Figure 1 A simplified schematic diagram of the most studied epigenetic regulators that may mediate genetics and environment factors interaction in obesity and type 2 diabetes mellitus (T2DM). Epigenetics is now considered to be an intrinsic mechanism that bridges the gap between genetic and environmental factors to cause diseases. In addition to DNA methylation, histone post-transcriptional modifications, and chromatin remodeling, some dysregulated RNA transcripts, including long noncoding RNAs (lncRNAs), microRNAs (miRNAs) and circular RNAs (circRNAs) are also suggested to regulate gene transcription and mRNA processing and modifications. By these mechanisms, ncRNAs are supposed to mediate the effects of genetic and environment factors interaction to shape obesity and its related complications phenotype.

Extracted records
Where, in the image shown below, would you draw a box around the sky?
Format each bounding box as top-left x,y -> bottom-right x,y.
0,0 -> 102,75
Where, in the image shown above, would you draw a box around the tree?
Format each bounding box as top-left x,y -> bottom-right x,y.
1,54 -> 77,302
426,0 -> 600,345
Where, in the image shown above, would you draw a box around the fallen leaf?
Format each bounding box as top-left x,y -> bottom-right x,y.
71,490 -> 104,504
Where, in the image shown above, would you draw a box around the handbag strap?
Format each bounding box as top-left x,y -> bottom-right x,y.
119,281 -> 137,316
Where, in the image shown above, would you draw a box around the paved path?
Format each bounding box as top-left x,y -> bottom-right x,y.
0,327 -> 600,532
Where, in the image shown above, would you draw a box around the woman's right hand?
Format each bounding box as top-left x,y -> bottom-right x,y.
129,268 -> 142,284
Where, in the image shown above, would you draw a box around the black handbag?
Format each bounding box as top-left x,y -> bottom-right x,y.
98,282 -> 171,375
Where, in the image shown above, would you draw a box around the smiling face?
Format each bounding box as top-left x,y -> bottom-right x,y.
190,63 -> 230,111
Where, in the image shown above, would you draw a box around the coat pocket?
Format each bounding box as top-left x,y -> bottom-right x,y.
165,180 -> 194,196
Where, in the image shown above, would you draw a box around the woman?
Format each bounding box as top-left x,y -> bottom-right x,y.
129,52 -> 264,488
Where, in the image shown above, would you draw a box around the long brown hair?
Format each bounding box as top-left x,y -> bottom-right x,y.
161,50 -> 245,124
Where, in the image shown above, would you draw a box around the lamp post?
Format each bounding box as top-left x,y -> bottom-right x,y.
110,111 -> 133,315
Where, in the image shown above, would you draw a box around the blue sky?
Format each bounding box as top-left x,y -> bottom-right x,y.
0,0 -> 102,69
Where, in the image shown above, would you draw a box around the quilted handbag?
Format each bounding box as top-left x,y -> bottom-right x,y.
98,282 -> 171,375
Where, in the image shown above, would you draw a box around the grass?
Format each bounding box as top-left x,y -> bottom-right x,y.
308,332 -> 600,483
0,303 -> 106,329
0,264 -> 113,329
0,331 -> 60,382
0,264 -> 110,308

* [PROBLEM SET]:
A) From the figure caption on epigenetics in obesity and T2DM, echo everything from "Figure 1 A simplified" down to "related complications phenotype.".
B) Proceed with the figure caption on epigenetics in obesity and T2DM, writing on from the point where it stops.

* [SOLVED TASKS]:
A)
Figure 1 A simplified schematic diagram of the most studied epigenetic regulators that may mediate genetics and environment factors interaction in obesity and type 2 diabetes mellitus (T2DM). Epigenetics is now considered to be an intrinsic mechanism that bridges the gap between genetic and environmental factors to cause diseases. In addition to DNA methylation, histone post-transcriptional modifications, and chromatin remodeling, some dysregulated RNA transcripts, including long noncoding RNAs (lncRNAs), microRNAs (miRNAs) and circular RNAs (circRNAs) are also suggested to regulate gene transcription and mRNA processing and modifications. By these mechanisms, ncRNAs are supposed to mediate the effects of genetic and environment factors interaction to shape obesity and its related complications phenotype.

B)
Although epigenetic has offered valuable tools for the understanding of obesity, most available studies in the field have focused only on DNA methylation . Recently, reports have highlighted the relevance of ncRNAs to the development and progression of obesity and diabetes, supporting the importance of epigenomics in the pathogenesis of metabolic disorders [12,13,14,15,16]. However, researchers remain challenged with many open questions: “How ncRNAs are engaged in networks that control the pathogenesis of obesity and related diabetes and by which mechanisms they can play a role in consequent risk of cardiovascular and metabolic problems?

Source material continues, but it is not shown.